§ **OPDRACHT**
In welke maand en welk jaar is Mr. Pieter Tjark te Leiden volgens het tekstfragment over Middelburg overleden? Noem die alstublieft.

§ **TEKSTFRAGMENT**
════════════════

Mr. Pieter Tjark te Leiden

Na de dood van Petronella van der Goes werd bij de boedelscheiding van 4 maart 1728 Middelburg toegewezen aan haar jongste zoon Pieter. 50) Tot dan toe was zijn moeder, de geïnstitueerde erfgename van haar echtgenoot Mr. Nicolaas Tiarck Sr, de eigenaresse gebleven. In het Quohier der Verpondingen van 1733 wordt onder nr. 67 vermeld: ,,de Heren Nicolaas en Pieter Tjark een bouwhuis, 2 gulden”. 51) Dit is de huidige ,,boerderij van Van Graven”, die de gebroeders in 1722 gekocht hebben. Dan volgt een bouwhuis (1 gulden en 17 stuivers) en ten slotte nr. 69: ,,De Erfgenamen van Petronella Jacoba van der Goes, een buitenplaats”, 8 gulden en 7 stuivers.

D . De moestuin van Middelburg; rechts het ,,wageslag” = de Lijtweg. Arch. Hillegom, inv. nr. 124 pak 57.

E . Landerijen behorende bij Middelburg; boven de Trekvaart, onder de bocht van de vijver van Middelburg. Arch. Hillegom, inv. nr. 122 pak 87.

Bij de ,,Personele Quotisatie” van 1742 wordt vermeld, dat ,,de Heer Mr. Pieter Tjark te Leiden” eigenaar van bouwhuis en buitenplaats is en dat ,,denselven Heer Tjark zijn Ed. Buitenplaats zelfs gebruikt”. 52) Op 6 maart 1730 vindt de verkoop plaats van het aangrenzende Veenenburg en weer luidt de conditie ,,dat Jan Clase Roos, ofte nu de Wed. Tiarck ofte hare sucesseurs, door haar eigen sloten zo veel zand tot verbeteringe van haar landen uit het gemelde duintje vermogen zal te halen, als ‘t haar gelieven zal. Welk recht nogthans zal cesseren zo wanneer de voorz. verkochte duinhoogtens ofte klingen t’enenmaal afgezand ofte afgehaald kwamen te worden ten bekwamen laagte, zulks datter geen zand meer af te ‘halen zoude zijn.“ 53) (zie blz. 145) In oktober 1745 is Mr. Pieter Tjark te Leiden overleden. Op 20 april 1750 was de inventaris van de boedel eindelijk gereed. 54) Daarin wordt ook de ,,Hofstede Middelburg met woning en 73 morgen en 20,25 roeden lands” genoemd. De overledene had geen testament nagelaten, waardoor zijn beide dochters erfgenamen werden. Omdat zoals gezegd Petronella Geertruida reeds in 1749 op Middelburg overleed, kwam nu alles in handen van de jongste dochter, Maria Jacoba Joanna, de laatste van haar geslacht. Oom Nicolaas was haar toeziend voogd, en met dat al zijn we nu toch wel in een zeer voorname sfeer terecht gekomen.

════════════════

§ **AANGELEVERD MATERIAAL**
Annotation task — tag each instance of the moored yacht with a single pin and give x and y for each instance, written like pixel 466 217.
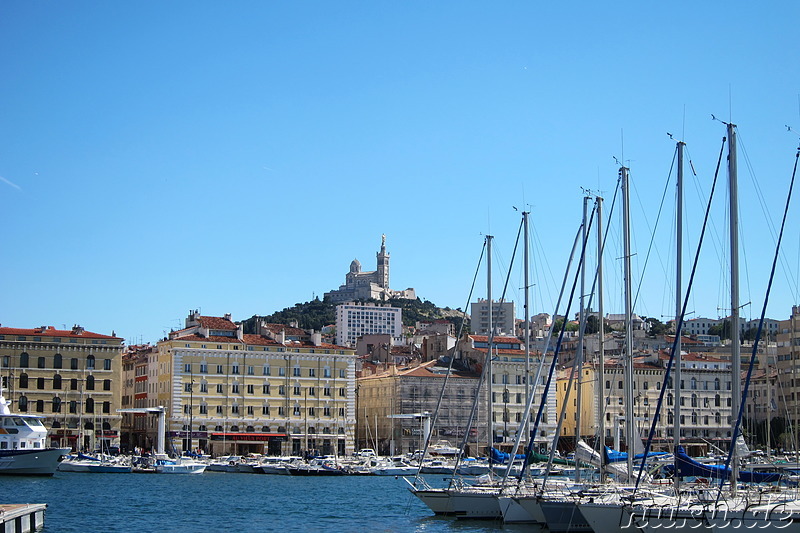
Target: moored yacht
pixel 22 444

════════════════

§ **ANTWOORD**
In oktober 1745.